## Job
Rewrite the material below, replacing "Keep to one point per instance" with "Use only one point for each instance" everywhere and leaving everything else unchanged.

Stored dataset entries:
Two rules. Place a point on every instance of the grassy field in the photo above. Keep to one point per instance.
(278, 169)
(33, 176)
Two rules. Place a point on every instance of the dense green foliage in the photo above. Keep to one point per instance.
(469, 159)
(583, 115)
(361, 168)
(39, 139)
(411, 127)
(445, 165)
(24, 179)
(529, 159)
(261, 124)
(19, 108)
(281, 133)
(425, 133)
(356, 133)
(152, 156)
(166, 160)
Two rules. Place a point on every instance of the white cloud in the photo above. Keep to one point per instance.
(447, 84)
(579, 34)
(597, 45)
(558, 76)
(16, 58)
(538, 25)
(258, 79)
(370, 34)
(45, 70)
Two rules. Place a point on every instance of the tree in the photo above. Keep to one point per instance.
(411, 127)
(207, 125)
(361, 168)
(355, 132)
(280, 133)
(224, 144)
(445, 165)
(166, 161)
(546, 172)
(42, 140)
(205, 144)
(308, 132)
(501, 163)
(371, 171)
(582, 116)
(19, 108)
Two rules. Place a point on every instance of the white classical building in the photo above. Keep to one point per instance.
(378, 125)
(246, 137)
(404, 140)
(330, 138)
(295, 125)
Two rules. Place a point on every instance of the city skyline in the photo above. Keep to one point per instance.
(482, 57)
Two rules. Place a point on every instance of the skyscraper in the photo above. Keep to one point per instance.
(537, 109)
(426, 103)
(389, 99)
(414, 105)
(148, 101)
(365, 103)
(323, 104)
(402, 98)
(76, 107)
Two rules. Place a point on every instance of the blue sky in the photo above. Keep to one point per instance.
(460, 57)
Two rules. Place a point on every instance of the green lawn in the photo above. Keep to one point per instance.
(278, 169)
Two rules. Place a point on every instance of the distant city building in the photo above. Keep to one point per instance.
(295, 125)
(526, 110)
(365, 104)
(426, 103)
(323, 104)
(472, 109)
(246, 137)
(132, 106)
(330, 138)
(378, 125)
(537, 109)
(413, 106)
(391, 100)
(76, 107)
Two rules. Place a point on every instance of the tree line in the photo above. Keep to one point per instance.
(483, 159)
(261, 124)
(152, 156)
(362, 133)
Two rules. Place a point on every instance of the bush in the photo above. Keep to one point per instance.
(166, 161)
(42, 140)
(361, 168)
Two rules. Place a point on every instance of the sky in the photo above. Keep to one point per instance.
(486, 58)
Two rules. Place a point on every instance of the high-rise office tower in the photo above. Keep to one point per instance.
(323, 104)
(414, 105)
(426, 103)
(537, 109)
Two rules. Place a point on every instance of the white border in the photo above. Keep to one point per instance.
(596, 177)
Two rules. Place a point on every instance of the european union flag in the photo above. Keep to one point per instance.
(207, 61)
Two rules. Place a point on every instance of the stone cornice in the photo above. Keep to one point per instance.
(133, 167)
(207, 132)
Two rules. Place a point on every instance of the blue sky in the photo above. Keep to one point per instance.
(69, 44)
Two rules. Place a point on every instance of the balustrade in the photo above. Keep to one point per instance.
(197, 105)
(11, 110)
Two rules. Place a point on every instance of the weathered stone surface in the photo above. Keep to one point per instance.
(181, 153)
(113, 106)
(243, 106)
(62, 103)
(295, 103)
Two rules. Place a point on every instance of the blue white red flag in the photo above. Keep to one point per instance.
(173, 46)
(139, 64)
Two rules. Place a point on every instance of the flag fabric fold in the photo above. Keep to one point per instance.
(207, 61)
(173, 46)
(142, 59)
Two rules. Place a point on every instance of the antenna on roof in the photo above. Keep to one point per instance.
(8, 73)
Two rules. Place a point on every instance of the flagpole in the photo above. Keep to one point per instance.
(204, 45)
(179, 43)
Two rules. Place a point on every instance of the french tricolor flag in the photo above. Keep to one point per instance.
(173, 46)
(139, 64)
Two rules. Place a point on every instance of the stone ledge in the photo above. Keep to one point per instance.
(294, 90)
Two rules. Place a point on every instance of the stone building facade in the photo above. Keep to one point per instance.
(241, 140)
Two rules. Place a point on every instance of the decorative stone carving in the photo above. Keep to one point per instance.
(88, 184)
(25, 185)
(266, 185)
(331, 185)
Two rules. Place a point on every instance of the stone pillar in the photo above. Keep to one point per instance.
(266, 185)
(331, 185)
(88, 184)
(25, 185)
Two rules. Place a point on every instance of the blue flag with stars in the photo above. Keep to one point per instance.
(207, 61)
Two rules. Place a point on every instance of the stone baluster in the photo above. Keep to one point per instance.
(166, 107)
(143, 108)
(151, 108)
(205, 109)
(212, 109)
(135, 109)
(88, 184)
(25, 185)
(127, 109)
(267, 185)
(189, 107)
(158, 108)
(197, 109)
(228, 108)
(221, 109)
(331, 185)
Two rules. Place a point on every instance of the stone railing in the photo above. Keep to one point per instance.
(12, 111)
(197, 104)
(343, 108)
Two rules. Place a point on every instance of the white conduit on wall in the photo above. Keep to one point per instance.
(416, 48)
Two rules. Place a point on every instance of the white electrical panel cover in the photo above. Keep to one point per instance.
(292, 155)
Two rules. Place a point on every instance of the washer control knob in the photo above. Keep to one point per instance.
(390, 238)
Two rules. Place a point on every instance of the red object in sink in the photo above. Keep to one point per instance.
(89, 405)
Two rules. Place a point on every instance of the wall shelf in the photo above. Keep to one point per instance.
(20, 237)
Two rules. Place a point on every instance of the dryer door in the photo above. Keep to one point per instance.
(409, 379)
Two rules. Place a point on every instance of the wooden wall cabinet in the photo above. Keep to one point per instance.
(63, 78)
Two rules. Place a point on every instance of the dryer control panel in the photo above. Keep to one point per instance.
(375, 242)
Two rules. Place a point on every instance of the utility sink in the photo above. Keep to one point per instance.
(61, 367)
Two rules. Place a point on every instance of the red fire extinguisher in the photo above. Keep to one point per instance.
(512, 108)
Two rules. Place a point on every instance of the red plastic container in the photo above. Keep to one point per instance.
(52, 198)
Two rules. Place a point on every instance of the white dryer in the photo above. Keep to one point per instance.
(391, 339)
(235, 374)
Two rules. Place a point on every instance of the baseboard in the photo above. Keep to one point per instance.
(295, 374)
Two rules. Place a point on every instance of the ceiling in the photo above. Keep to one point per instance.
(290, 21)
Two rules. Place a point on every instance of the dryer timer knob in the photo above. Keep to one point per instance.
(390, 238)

## Exercise result
Two rules. Place a point on every instance of the grassy field in the photo above. Use only one point for each instance.
(278, 169)
(33, 176)
Two rules. Place a point on every instance of the dense green foliage in the photo above. Use only one point for each instance.
(469, 159)
(583, 115)
(361, 168)
(39, 139)
(411, 127)
(445, 165)
(24, 179)
(529, 159)
(261, 124)
(19, 108)
(281, 133)
(425, 133)
(356, 133)
(152, 156)
(166, 160)
Two rules. Place a point on every instance of the white cloud in the photo above. Use only one point for each instance.
(447, 84)
(579, 34)
(597, 45)
(558, 76)
(16, 58)
(538, 25)
(258, 79)
(370, 34)
(45, 70)
Two rules. Place a point on every instance of the tree in the photo above. Use only one point for each instance.
(411, 127)
(207, 125)
(361, 168)
(355, 132)
(280, 133)
(224, 144)
(445, 165)
(166, 161)
(546, 172)
(42, 140)
(205, 144)
(308, 132)
(501, 163)
(371, 171)
(582, 116)
(19, 108)
Two rules. Place a point on every instance of the white classical building in the photo above. Use only one point for each instance.
(378, 125)
(246, 137)
(404, 140)
(330, 138)
(295, 125)
Two rules. Place a point on every instance of the city skyline in the photo above. Use only one point for each instance.
(482, 57)
Two rules. Place a point on every instance of the skyscraper in the photo above. Use only one point for each instance.
(537, 109)
(426, 103)
(389, 99)
(414, 105)
(148, 101)
(365, 103)
(323, 104)
(402, 98)
(76, 107)
Two rules. Place a point on every instance of the blue sky in the photo above. Use only one point for each instance.
(460, 57)
Two rules. Place a point on every instance of the green lawn in the photo above. Use only one point for each instance.
(278, 169)
Two rules. Place a point on every instance of the distant city building in the photo above. Use only one point for each instance.
(295, 125)
(526, 110)
(365, 104)
(426, 103)
(323, 104)
(472, 109)
(246, 137)
(132, 106)
(330, 138)
(378, 125)
(537, 109)
(413, 106)
(391, 100)
(76, 107)
Two rules. Place a point on every instance of the tree line in the photo above. Use only one point for each instance.
(483, 159)
(261, 124)
(152, 156)
(362, 133)
Two rules. Place a point on every instance of the bush in the photo above. Use only one point for each instance.
(166, 161)
(42, 140)
(361, 168)
Two rules. Place a point on every instance of the sky in the photo above. Use only one point for each instance.
(486, 58)
Two rules. Place a point on every instance of the high-rise office tower in the photo above. Use only one point for each instance.
(323, 104)
(414, 105)
(426, 103)
(537, 109)
Two rules. Place a point on every instance of the white border in the photo above. Use only one point for each instance.
(596, 177)
Two rules. Place a point on every instance of the european union flag in the photo above. Use only one point for each instance.
(207, 61)
Two rules. Place a point on every instance of the stone cornice in the photo above. Use only one point for each instance.
(133, 167)
(207, 132)
Two rules. Place a point on every instance of the blue sky in the photo above. Use only one point for each instance.
(69, 44)
Two rules. Place a point on every instance of the balustrade in the photo above. Use only one point for each instance.
(197, 105)
(11, 110)
Two rules. Place a point on every instance of the weathered stone surface in the photo above. Use only one point for each instance.
(181, 153)
(113, 106)
(243, 106)
(62, 103)
(295, 103)
Two rules. Place a point on every instance of the blue white red flag in the photo above. Use only one point for each instance.
(173, 46)
(139, 64)
Two rules. Place a point on every instance of the flag fabric fold in the photo above. Use only one point for each instance.
(207, 61)
(173, 46)
(142, 59)
Two rules. Place a point on every instance of the antenna on roof in the photo above. Use only one point for each instance.
(8, 73)
Two rules. Place a point on every instance of the flagpole in the photo above. Use only one point for each instance.
(204, 45)
(179, 43)
Two rules. Place a point on every instance of the french tricolor flag in the photo above. Use only one point for each instance.
(173, 46)
(139, 64)
Two rules. Place a point on every instance of the stone ledge in the photo above. Use only one point for each instance.
(294, 90)
Two rules. Place a point on every instance of the stone building facade in the photo above. Use only one point for each instance.
(241, 140)
Two rules. Place a point on every instance of the decorative stone carving in the photo above. Use only one point for each instance.
(88, 184)
(25, 185)
(266, 185)
(331, 185)
Two rules. Place a point on every instance of the stone pillar in the photo above. Use only one point for each instance.
(266, 185)
(331, 185)
(88, 184)
(25, 185)
Two rules. Place a point on every instance of the blue flag with stars in the photo above. Use only one point for each instance.
(207, 61)
Two rules. Place a point on every instance of the stone baluster in the photo above. Use only one point for each instance.
(166, 107)
(143, 108)
(151, 108)
(205, 109)
(212, 109)
(135, 109)
(88, 184)
(25, 185)
(127, 109)
(267, 185)
(189, 107)
(158, 108)
(197, 109)
(228, 108)
(221, 109)
(331, 185)
Two rules. Place a point on every instance of the stone railing in the photo above. Use only one point for each instance.
(12, 111)
(197, 104)
(343, 108)
Two rules. Place a point on every instance of the white conduit on wall in the photo above. Use only one point for each instance.
(416, 48)
Two rules. Place a point on every instance of the white electrical panel cover in the photo above. Use only one point for each instance.
(292, 155)
Two rules. Place a point on every instance of the washer control knob in the photo above. Use only one point for each instance.
(390, 238)
Two rules. Place a point on every instance of the red object in sink in the photo above. Use only one point for each instance.
(89, 405)
Two rules. Place a point on every instance of the wall shelf in the photo above. Use only one point for each instance.
(20, 237)
Two rules. Place a point on every instance of the dryer door in the photo above. Use only one point for each instance.
(409, 379)
Two rules. Place a point on every instance of the wooden wall cabinet in the photo above. Use only one point for each instance.
(63, 78)
Two rules. Place a point on every instance of the dryer control panel in the photo above. Use only one point for each instance.
(375, 242)
Two rules. Place a point on every instance of the utility sink in the photo above. Use only one point for each instance.
(61, 367)
Two rules. Place a point on every instance of the red fire extinguisher in the photo above. Use only one point for each instance.
(512, 108)
Two rules. Place a point on every instance of the red plastic container in the photo above. Use only one point for each instance.
(52, 198)
Two rules. Place a point on every instance of the white dryer in the photo above. Use only one point for each instance.
(391, 339)
(235, 374)
Two rules. Place a point on every instance of the baseboard in the photo above. Use only one point for each instance.
(295, 374)
Two rules. Place a point on every instance of the ceiling in the photo above. Use only one point for each instance.
(290, 21)
Two rules. Place a point on every instance of the dryer timer knob in the photo above. Use only one point for each instance.
(390, 238)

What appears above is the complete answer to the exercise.